ENTRIES SUPPLIED:
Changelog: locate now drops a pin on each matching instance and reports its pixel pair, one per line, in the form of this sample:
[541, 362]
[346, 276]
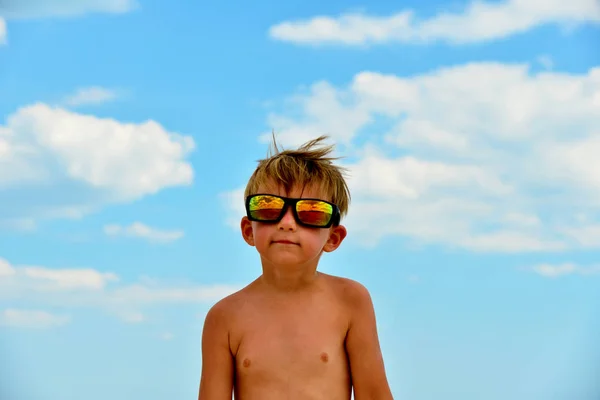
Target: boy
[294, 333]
---
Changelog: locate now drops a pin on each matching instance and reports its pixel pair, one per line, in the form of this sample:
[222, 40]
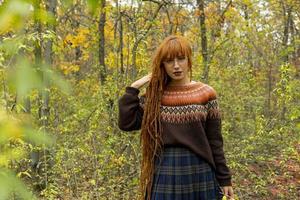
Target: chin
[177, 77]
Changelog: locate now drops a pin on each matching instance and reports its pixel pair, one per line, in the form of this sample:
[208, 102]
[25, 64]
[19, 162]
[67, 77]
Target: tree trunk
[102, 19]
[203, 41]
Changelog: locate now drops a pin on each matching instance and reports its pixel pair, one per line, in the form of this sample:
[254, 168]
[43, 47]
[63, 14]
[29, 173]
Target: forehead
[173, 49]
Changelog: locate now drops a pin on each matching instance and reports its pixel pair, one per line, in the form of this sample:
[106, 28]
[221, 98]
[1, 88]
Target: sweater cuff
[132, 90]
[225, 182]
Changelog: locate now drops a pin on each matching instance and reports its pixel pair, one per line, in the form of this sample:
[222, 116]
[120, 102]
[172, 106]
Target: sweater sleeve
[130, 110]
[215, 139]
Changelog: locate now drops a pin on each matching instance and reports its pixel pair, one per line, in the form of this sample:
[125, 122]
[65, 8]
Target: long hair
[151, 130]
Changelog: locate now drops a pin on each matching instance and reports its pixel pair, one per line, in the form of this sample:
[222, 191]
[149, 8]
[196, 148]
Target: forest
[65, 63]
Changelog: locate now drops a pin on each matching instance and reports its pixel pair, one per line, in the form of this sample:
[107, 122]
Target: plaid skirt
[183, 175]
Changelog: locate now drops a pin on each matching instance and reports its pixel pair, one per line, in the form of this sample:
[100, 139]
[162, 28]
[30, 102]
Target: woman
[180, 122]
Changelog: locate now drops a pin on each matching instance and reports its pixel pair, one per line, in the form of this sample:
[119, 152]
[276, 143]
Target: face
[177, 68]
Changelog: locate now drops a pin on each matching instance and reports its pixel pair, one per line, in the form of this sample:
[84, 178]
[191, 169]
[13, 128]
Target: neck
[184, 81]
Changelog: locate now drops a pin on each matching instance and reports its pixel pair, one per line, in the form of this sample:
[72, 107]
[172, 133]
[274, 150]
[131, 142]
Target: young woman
==
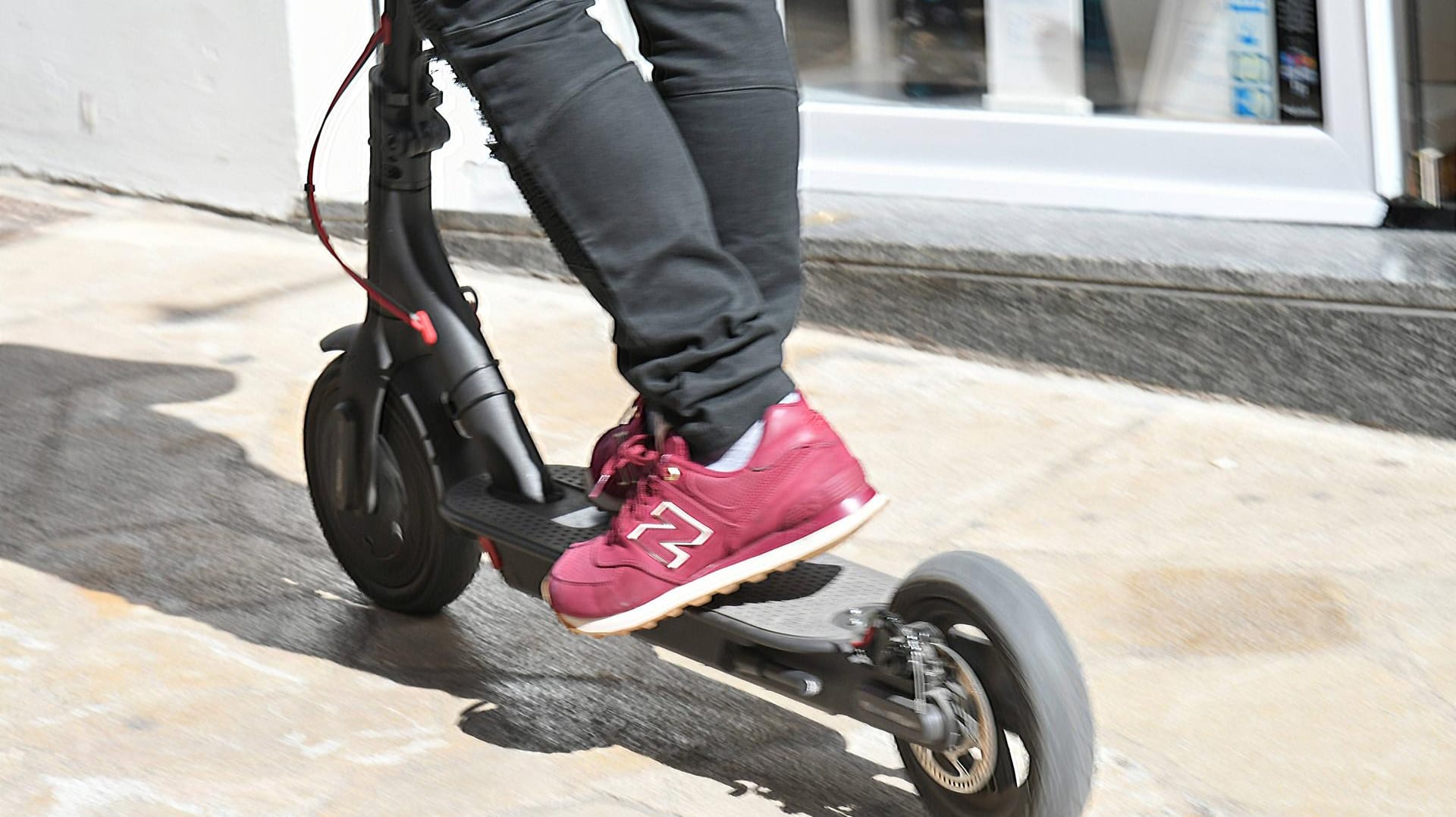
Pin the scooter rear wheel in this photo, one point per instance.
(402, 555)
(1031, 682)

WHAT IS BEING ASKED:
Quote the listing above, but only from the line that shows "Target: sweater cuff" through the line that shows "Target: young woman".

YOUR RESPONSE:
Target: sweater cuff
[132, 90]
[225, 182]
Changelog: locate now drops a pin on each matching instance and reports its pixel pair, one per line, in the form of this sample:
[222, 116]
[120, 102]
[172, 106]
Target: sweater sleeve
[130, 110]
[215, 139]
Changelog: locate now drops a pin on each matching instance and reports its pixel pair, one per line, in the form of this sample:
[125, 122]
[65, 8]
Target: long hair
[151, 130]
Changelog: locate now drops a pin on each matching instance and reports its pixel pair, one per line, in the form of this sample:
[222, 191]
[149, 8]
[196, 148]
Target: forest
[65, 63]
Changelog: locate now drops a pin on each matching instance and reports its pixel pair, one per line, in the form of this sample:
[107, 122]
Target: plaid skirt
[183, 175]
Changelog: locate now drops a pin on each matching instance and reports its pixel pair, one per line, in the form of this sample:
[100, 139]
[162, 28]
[30, 102]
Target: woman
[180, 122]
Changelog: locate now drops a pin on each matching instance and reports its pixel pair, one per line, in the form of this sample:
[119, 152]
[276, 143]
Target: face
[177, 68]
Changelog: locate now drops a pin on each matching instance and reports its pixel pair, one per line, in the form of this sample:
[84, 178]
[191, 169]
[13, 128]
Target: neck
[184, 81]
Changelog: locate now drops a pin on each matching instance and reports its pixel pair, one per line, in the form of this sample:
[72, 107]
[172, 133]
[274, 150]
[131, 142]
Target: young woman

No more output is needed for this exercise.